- _Problem to solve_: Would you return exactly the lines running from the one with "Definition of the keypoint: for every instance of the dirt" to the bottom of the listing below, and no others?

● ● ● ● ●

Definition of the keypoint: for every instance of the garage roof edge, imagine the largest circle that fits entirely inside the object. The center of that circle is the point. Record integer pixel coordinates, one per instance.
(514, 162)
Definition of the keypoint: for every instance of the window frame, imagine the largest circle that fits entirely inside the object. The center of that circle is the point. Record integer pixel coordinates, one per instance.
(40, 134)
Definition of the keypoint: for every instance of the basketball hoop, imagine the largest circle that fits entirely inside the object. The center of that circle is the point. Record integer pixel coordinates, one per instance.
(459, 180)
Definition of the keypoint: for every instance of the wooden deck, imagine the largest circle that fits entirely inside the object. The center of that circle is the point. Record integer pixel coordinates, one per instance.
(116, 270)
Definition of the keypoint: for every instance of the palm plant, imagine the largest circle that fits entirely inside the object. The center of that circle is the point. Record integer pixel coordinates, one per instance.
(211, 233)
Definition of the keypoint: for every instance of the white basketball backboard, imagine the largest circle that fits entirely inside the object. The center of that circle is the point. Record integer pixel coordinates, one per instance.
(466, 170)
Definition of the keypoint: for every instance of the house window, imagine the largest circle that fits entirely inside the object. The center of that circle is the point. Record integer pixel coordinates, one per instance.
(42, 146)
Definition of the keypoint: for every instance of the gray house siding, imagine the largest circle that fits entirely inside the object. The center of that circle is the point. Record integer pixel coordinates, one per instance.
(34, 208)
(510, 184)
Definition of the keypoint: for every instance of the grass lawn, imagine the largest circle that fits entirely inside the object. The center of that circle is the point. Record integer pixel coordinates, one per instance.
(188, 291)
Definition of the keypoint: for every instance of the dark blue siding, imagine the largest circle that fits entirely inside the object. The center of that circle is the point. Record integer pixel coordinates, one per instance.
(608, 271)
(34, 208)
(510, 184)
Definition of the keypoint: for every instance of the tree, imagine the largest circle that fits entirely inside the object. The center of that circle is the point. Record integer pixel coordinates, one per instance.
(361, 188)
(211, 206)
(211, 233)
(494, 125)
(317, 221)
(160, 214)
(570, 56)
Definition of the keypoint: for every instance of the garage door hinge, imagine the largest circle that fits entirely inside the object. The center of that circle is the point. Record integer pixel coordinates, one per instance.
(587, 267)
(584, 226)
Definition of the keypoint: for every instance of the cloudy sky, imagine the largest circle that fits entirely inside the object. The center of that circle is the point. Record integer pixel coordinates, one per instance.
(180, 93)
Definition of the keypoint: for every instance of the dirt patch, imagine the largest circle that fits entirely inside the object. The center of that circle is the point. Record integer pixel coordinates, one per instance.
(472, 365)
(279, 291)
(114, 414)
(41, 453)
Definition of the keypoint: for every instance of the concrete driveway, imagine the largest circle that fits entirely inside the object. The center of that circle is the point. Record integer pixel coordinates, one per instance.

● ● ● ● ●

- _Task result_:
Definition of the keypoint: for every instance of the dirt patch, imagine the largest circle that fits entirely inside the object. The center of that circle is the point. Record integer pixel coordinates, one per instance.
(472, 365)
(279, 291)
(114, 414)
(41, 453)
Definition of the keypoint: for every instance of the concrete driveway, imagine the largest circle that fits entirely inside the object. The center of that circle is the point. Record integer pixel coordinates, one per instance.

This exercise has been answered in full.